Put the lines of the material, from the line containing "of the unopened" through the end of the material inclusive, into a Markdown table with the columns Row and Text. Number each row and omit blank lines and pictures.

-- START OF DATA SUPPLIED --

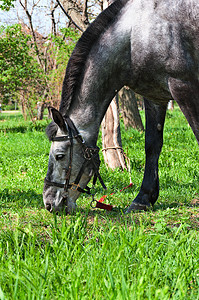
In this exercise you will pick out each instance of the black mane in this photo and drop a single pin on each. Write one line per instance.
(78, 58)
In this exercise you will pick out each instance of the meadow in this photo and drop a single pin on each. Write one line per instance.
(95, 254)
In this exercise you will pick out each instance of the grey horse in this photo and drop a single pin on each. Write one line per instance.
(152, 46)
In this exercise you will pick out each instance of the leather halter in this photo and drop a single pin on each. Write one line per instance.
(90, 156)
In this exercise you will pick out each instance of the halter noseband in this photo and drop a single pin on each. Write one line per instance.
(89, 156)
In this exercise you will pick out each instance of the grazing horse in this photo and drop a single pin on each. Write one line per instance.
(152, 46)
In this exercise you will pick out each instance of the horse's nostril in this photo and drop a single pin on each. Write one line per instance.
(49, 207)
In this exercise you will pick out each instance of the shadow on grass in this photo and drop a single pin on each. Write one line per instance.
(20, 199)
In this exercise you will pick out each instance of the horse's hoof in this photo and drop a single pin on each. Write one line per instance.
(137, 207)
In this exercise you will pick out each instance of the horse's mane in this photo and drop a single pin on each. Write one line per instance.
(78, 58)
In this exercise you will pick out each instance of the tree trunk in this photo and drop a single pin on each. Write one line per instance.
(171, 105)
(74, 10)
(130, 112)
(111, 138)
(111, 135)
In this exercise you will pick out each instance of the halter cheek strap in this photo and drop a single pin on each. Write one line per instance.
(90, 154)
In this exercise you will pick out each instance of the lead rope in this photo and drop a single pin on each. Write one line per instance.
(99, 204)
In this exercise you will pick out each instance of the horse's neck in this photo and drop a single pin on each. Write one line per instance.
(106, 71)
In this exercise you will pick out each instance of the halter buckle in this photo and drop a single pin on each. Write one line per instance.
(74, 187)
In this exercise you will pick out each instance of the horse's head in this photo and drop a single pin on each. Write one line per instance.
(71, 165)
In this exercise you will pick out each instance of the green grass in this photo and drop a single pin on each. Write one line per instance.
(94, 254)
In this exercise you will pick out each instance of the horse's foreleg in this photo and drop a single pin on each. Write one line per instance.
(155, 117)
(186, 95)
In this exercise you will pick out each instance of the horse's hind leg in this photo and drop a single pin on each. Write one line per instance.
(155, 117)
(186, 95)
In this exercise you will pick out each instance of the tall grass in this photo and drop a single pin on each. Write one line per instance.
(95, 254)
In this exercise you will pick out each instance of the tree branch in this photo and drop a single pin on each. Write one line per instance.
(69, 17)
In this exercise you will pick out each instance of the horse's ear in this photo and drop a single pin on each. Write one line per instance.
(57, 117)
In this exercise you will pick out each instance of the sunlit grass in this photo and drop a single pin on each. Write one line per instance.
(94, 254)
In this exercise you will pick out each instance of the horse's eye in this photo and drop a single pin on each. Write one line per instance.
(59, 156)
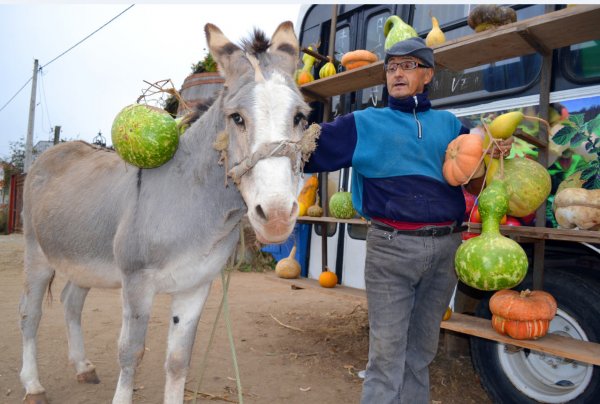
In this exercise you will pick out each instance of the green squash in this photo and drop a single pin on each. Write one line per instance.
(528, 184)
(340, 205)
(491, 261)
(145, 136)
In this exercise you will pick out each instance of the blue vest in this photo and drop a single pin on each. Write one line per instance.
(396, 154)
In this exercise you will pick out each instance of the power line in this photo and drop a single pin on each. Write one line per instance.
(111, 20)
(17, 93)
(65, 52)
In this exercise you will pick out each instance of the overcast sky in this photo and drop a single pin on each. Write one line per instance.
(83, 90)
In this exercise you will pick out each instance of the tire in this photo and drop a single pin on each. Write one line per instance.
(513, 375)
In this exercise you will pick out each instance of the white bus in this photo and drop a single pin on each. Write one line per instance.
(571, 270)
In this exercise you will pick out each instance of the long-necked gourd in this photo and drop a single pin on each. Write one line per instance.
(491, 261)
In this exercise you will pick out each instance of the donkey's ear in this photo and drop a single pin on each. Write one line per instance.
(223, 51)
(285, 44)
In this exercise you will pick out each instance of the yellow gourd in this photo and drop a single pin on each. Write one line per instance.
(327, 70)
(436, 35)
(304, 75)
(288, 268)
(308, 195)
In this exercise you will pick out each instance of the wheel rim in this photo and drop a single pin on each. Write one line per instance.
(544, 377)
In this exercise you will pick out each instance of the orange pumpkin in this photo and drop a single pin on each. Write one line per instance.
(308, 195)
(463, 158)
(328, 279)
(358, 58)
(522, 315)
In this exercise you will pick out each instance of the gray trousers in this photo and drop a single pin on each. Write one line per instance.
(409, 283)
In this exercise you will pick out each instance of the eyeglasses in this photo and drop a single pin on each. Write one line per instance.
(404, 65)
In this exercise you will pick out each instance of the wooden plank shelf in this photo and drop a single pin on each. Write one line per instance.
(538, 34)
(583, 351)
(546, 233)
(526, 232)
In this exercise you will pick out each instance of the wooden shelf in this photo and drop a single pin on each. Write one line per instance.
(583, 351)
(526, 232)
(317, 220)
(539, 34)
(545, 233)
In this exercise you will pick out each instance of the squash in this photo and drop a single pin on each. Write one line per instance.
(308, 195)
(145, 136)
(491, 261)
(528, 184)
(327, 279)
(304, 75)
(396, 30)
(577, 207)
(315, 210)
(488, 16)
(358, 58)
(463, 160)
(436, 35)
(522, 315)
(288, 268)
(327, 70)
(340, 205)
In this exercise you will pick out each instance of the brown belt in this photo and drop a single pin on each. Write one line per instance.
(427, 231)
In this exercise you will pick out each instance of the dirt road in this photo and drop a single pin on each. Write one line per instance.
(293, 345)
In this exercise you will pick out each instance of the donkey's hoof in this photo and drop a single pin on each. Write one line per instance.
(89, 377)
(39, 398)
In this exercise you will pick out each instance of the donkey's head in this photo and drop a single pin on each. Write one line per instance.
(265, 117)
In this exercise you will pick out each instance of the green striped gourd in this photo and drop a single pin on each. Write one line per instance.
(491, 261)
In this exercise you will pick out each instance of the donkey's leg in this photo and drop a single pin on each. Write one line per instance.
(73, 297)
(37, 277)
(137, 303)
(186, 308)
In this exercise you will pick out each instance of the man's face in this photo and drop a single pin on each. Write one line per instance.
(407, 83)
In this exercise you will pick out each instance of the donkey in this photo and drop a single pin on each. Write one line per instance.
(102, 223)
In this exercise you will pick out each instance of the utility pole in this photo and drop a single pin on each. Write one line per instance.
(56, 134)
(29, 141)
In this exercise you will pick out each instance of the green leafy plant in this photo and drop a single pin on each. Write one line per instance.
(575, 132)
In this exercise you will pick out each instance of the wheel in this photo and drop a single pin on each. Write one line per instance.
(516, 375)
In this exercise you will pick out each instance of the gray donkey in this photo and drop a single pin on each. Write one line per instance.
(102, 223)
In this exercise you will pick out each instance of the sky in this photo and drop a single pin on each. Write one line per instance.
(83, 90)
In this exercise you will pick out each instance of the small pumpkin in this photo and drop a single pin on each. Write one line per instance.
(577, 207)
(327, 70)
(522, 315)
(463, 160)
(358, 58)
(288, 268)
(488, 16)
(327, 279)
(308, 195)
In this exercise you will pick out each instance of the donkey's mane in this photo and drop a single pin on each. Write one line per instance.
(257, 43)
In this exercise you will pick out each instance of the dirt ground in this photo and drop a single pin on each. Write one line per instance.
(293, 345)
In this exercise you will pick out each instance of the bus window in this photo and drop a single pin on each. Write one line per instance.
(503, 77)
(582, 61)
(374, 42)
(342, 45)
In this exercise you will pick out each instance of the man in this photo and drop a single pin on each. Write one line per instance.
(397, 155)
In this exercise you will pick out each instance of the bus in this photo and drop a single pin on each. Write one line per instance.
(571, 269)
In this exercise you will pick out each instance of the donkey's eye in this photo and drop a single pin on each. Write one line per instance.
(237, 119)
(299, 118)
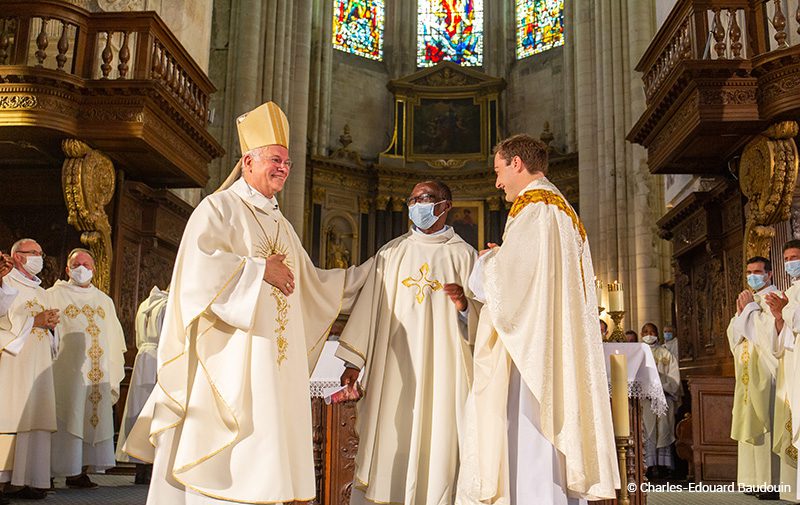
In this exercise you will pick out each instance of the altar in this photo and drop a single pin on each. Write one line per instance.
(336, 442)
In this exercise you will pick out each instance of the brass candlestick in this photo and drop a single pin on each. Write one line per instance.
(623, 497)
(617, 335)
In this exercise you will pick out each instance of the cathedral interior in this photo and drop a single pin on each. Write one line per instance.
(670, 126)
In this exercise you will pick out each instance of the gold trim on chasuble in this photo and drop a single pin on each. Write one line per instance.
(34, 307)
(549, 198)
(744, 359)
(421, 283)
(95, 352)
(791, 450)
(266, 247)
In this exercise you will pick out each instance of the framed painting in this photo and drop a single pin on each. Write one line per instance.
(466, 218)
(446, 128)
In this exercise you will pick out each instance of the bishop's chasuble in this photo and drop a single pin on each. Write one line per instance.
(230, 418)
(540, 374)
(406, 334)
(27, 398)
(87, 370)
(787, 394)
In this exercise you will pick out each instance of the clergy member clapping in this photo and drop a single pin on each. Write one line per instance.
(246, 320)
(409, 331)
(27, 402)
(88, 370)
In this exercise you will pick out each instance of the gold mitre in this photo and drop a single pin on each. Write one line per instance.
(266, 125)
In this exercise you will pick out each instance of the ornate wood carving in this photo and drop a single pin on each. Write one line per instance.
(88, 183)
(767, 174)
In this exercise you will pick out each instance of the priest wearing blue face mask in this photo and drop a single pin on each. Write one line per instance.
(410, 333)
(750, 335)
(785, 309)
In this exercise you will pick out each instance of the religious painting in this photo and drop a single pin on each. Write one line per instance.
(449, 30)
(540, 26)
(446, 128)
(466, 218)
(358, 27)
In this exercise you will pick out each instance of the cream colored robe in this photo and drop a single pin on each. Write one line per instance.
(149, 319)
(541, 313)
(27, 398)
(406, 332)
(750, 339)
(662, 429)
(787, 394)
(87, 370)
(231, 416)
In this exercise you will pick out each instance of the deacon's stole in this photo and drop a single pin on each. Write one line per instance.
(547, 197)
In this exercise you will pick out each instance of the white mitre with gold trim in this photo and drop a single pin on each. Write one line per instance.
(266, 125)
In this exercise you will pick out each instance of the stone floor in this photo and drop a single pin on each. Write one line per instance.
(120, 490)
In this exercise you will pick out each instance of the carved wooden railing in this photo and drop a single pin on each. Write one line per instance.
(103, 46)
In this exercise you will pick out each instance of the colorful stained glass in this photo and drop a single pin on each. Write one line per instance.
(450, 30)
(540, 26)
(358, 27)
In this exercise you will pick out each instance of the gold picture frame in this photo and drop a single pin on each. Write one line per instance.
(466, 218)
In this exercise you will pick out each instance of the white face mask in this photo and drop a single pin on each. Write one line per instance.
(81, 275)
(34, 264)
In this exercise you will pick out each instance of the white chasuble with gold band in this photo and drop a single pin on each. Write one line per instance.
(540, 320)
(406, 334)
(750, 338)
(230, 417)
(88, 369)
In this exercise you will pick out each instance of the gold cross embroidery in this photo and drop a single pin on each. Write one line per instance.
(422, 282)
(95, 353)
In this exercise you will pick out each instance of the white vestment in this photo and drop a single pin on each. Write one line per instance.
(87, 370)
(750, 338)
(230, 418)
(405, 331)
(149, 319)
(787, 404)
(27, 398)
(659, 431)
(7, 295)
(540, 318)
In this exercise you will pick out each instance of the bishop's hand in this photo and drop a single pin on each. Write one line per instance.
(456, 294)
(279, 275)
(47, 319)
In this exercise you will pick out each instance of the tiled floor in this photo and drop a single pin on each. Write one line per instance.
(120, 490)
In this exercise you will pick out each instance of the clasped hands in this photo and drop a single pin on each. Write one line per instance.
(279, 275)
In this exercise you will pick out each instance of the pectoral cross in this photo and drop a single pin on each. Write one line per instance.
(422, 282)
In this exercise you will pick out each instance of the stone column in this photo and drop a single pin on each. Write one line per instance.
(620, 200)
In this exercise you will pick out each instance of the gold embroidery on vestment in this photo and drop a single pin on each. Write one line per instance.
(422, 282)
(94, 352)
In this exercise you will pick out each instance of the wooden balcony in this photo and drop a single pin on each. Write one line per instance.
(120, 82)
(717, 73)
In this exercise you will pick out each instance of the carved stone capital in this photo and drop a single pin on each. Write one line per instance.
(88, 182)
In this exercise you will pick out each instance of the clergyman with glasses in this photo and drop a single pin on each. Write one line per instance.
(409, 332)
(27, 399)
(246, 319)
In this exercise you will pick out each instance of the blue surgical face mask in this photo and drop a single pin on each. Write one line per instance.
(756, 281)
(792, 268)
(421, 214)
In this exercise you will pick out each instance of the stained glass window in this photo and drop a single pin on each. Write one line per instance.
(449, 30)
(540, 26)
(358, 27)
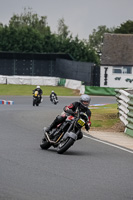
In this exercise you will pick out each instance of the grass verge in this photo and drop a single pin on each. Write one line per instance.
(103, 117)
(106, 118)
(26, 90)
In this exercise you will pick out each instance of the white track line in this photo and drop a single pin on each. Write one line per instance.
(113, 145)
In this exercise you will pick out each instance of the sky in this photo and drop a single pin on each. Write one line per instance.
(81, 16)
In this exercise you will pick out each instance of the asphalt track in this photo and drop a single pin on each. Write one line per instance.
(90, 170)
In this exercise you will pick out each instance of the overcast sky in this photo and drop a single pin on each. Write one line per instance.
(81, 16)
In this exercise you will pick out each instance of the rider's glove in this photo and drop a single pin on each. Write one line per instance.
(87, 127)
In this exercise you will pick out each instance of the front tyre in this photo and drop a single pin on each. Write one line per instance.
(45, 144)
(65, 145)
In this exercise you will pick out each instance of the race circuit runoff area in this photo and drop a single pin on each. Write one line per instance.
(6, 102)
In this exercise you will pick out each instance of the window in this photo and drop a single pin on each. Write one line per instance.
(122, 70)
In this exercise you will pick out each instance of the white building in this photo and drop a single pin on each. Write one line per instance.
(116, 69)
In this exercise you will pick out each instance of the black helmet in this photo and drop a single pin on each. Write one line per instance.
(85, 100)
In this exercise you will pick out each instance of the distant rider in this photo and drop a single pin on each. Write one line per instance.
(40, 92)
(81, 105)
(52, 96)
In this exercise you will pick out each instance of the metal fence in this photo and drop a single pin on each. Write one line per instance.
(54, 65)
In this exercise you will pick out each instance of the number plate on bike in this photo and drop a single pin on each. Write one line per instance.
(81, 122)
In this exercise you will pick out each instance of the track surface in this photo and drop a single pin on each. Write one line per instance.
(88, 171)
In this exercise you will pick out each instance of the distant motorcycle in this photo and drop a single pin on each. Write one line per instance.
(36, 98)
(54, 99)
(64, 135)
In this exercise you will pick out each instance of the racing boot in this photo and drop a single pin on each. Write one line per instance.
(53, 125)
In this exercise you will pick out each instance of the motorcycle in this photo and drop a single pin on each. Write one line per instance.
(64, 135)
(36, 98)
(54, 99)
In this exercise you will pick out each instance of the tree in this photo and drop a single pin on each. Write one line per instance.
(31, 20)
(63, 31)
(125, 28)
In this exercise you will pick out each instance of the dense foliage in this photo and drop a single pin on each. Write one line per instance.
(28, 32)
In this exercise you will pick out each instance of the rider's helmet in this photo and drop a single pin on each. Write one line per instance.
(85, 100)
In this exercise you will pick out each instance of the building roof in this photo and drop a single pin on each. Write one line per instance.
(117, 49)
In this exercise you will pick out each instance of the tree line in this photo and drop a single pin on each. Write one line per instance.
(28, 33)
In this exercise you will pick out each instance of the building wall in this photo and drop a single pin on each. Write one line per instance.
(109, 79)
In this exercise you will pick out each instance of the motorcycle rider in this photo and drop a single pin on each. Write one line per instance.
(40, 92)
(52, 96)
(81, 105)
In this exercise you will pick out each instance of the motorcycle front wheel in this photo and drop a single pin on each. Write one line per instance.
(45, 144)
(33, 102)
(65, 145)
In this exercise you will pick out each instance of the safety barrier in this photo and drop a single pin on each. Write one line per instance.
(125, 106)
(4, 102)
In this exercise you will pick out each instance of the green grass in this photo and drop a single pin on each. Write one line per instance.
(26, 90)
(105, 117)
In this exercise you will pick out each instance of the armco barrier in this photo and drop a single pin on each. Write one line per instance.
(125, 106)
(4, 102)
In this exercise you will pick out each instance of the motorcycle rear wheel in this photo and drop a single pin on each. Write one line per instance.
(33, 102)
(65, 145)
(45, 144)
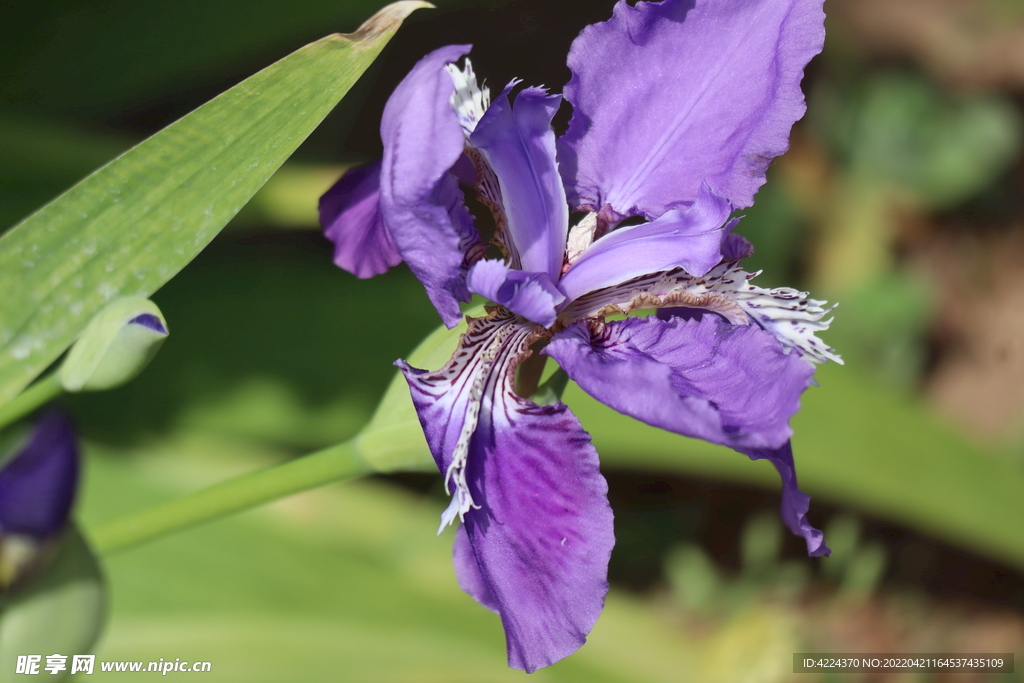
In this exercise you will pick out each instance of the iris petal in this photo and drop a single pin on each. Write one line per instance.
(537, 541)
(795, 502)
(669, 94)
(728, 384)
(421, 202)
(351, 219)
(689, 239)
(518, 144)
(531, 295)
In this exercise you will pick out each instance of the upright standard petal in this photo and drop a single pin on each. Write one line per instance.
(667, 95)
(795, 502)
(518, 144)
(538, 530)
(37, 486)
(421, 202)
(704, 377)
(351, 219)
(690, 240)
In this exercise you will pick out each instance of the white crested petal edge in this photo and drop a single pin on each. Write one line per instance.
(787, 313)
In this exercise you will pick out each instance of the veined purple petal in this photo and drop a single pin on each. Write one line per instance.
(351, 219)
(729, 384)
(517, 142)
(538, 530)
(421, 202)
(531, 295)
(667, 95)
(690, 239)
(37, 486)
(795, 502)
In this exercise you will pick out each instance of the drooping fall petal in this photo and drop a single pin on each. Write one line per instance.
(531, 295)
(795, 502)
(706, 378)
(538, 528)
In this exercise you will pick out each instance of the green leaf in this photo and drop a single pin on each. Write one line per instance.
(61, 610)
(130, 226)
(349, 578)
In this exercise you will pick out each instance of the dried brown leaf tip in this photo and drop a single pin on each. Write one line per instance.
(386, 20)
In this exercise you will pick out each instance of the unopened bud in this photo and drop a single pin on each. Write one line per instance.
(116, 345)
(37, 488)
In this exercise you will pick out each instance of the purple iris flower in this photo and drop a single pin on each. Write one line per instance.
(678, 108)
(37, 488)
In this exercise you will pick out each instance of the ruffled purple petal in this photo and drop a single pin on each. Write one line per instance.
(702, 377)
(467, 570)
(420, 199)
(538, 527)
(517, 142)
(690, 240)
(795, 502)
(351, 219)
(531, 295)
(667, 95)
(37, 485)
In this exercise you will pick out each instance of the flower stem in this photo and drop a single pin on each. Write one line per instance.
(242, 493)
(39, 393)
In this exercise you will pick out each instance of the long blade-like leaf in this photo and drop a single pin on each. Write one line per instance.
(130, 226)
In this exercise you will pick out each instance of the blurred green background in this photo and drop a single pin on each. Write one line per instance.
(901, 198)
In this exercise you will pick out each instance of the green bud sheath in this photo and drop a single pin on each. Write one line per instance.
(116, 345)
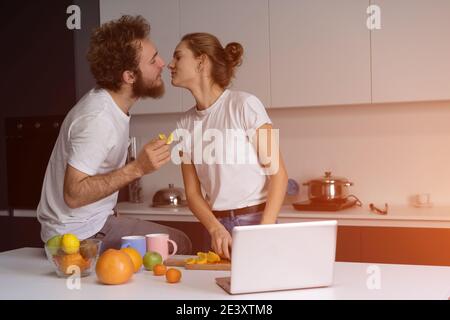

-- END OF DATA SUPPLIED --

● **FINAL RESULT**
| Row | Text |
|---|---|
| 1 | In this exercise you will pick out each instance of the unopened bud in this photo and drop a single pin on each. Write one line per instance. |
| 2 | (116, 345) |
| 3 | (37, 488) |
| 4 | In this exercise you will pick out each instance of the purple iris flower in this photo and drop a single pin on each. Write one line per instance. |
| 5 | (678, 108) |
| 6 | (37, 488) |
| 7 | In this exercise you will pick out each instance of the ruffled purple petal in this photo and drop a single pin on each. Write one line per instance. |
| 8 | (702, 377) |
| 9 | (467, 570) |
| 10 | (420, 199) |
| 11 | (538, 527) |
| 12 | (517, 142) |
| 13 | (690, 240) |
| 14 | (795, 502) |
| 15 | (351, 219) |
| 16 | (531, 295) |
| 17 | (667, 95) |
| 18 | (37, 485) |
| 19 | In this exercise you will pick out each instance of the flower stem in this photo and drop a single pin on each. Write one line per instance. |
| 20 | (242, 493) |
| 21 | (39, 393) |
| 22 | In this exercise you will pick out each instance of the long blade-like leaf in this photo and drop a single pin on each. Write one line per instance. |
| 23 | (130, 226) |
| 24 | In this exercise you will pick out each instance of the blurred green background in this photo and drop a single pin on each. Write one line per instance. |
| 25 | (901, 198) |
| 26 | In this exercise you will pick out each instance of the green bud sheath in this photo and drop a single pin on each. Write one line per instance. |
| 27 | (116, 345) |